## Objectif de l'exercice
Reproduisez à l'identique, dans l'article consacré à Frances Haugen, le passage qui va de « La lanceuse d'alerte publie » jusqu'à « pas appliquées, explique-t-elle. ».

La lanceuse d'alerte publie sa biographie The Power of One le 13 juin, près de deux ans après ses révélations sur Meta. Des solutions simples et efficaces existent pour protéger ses plus jeunes utilisateurs, mais ne sont toujours pas appliquées, explique-t-elle.
« Si chacun avait fait son travail pour protéger Lindsay, elle serait vivante. » Ce sont les mots de la mère de Lindsay, collégienne de 13 ans qui s'est suicidée fin mai après des mois de harcèlement. Selon les parents, les responsables sont l'académie de Lille, le collège, les policiers, mais aussi le réseau social Facebook jugé « complètement défaillant » par l'avocat de la famille. Quatre plaintes ont été déposées contre chacun de ces acteurs. Lindsay n'est malheureusement pas une exception. Le drame se répète ailleurs. Aux États-Unis, une série de procès contre Meta (propriétaire de Facebook et Instagram) et Douyin (TikTok) sont menés par des familles d’adolescents et un réseau d’écoles. Le motif est souvent le même : leur impact négatif sur la santé mentale des plus jeunes, pouvant conduire dans certains cas au suicide.
En octobre 2021, la lanceuse d'alerte Frances Haugen révèle que Facebook (désormais Meta) est parfaitement consciente de ce que ces plateformes font aux plus jeunes. L'ancienne salariée de la firme dévoile une série d'enquêtes interne baptisées les « Facebook Files » . L'une d'entre elles porte justement sur les répercussions néfastes du réseau social Instagram sur les adolescents. Selon l'enquête, 32 % des jeunes filles déclarent qu’Instagram les fait se sentir encore plus mal dans leur peau. L'entreprise le sait, et ne fait rien. Frances Haugen accuse également son ex-employeur de trahir la démocratie, et de faire le choix constant du profit plutôt que de la sécurité de ses utilisateurs.

## Données extraites
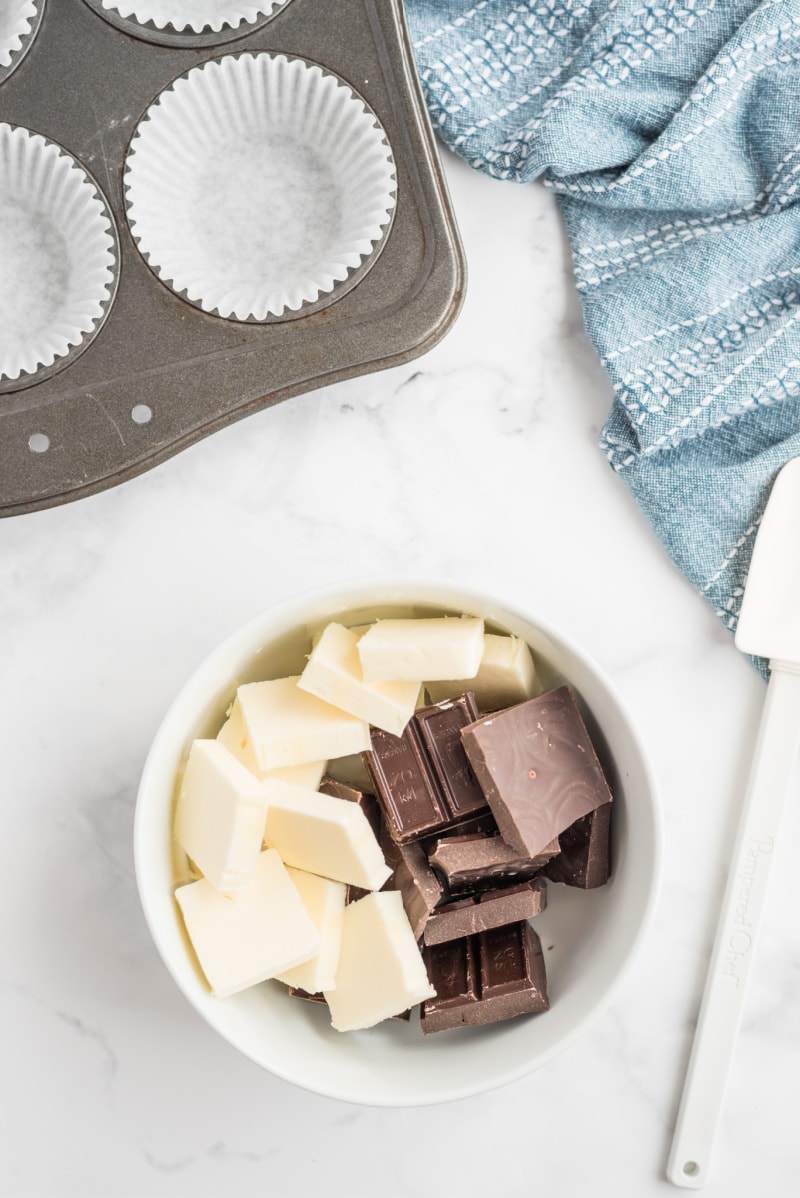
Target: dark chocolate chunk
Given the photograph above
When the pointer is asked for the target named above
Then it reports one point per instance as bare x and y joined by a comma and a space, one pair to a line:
538, 768
440, 732
367, 802
405, 786
474, 861
465, 917
413, 877
485, 978
585, 858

## Corrigé de l'exercice
La lanceuse d'alerte publie sa biographie The Power of One le 13 juin, près de deux ans après ses révélations sur Meta. Des solutions simples et efficaces existent pour protéger ses plus jeunes utilisateurs, mais ne sont toujours pas appliquées, explique-t-elle.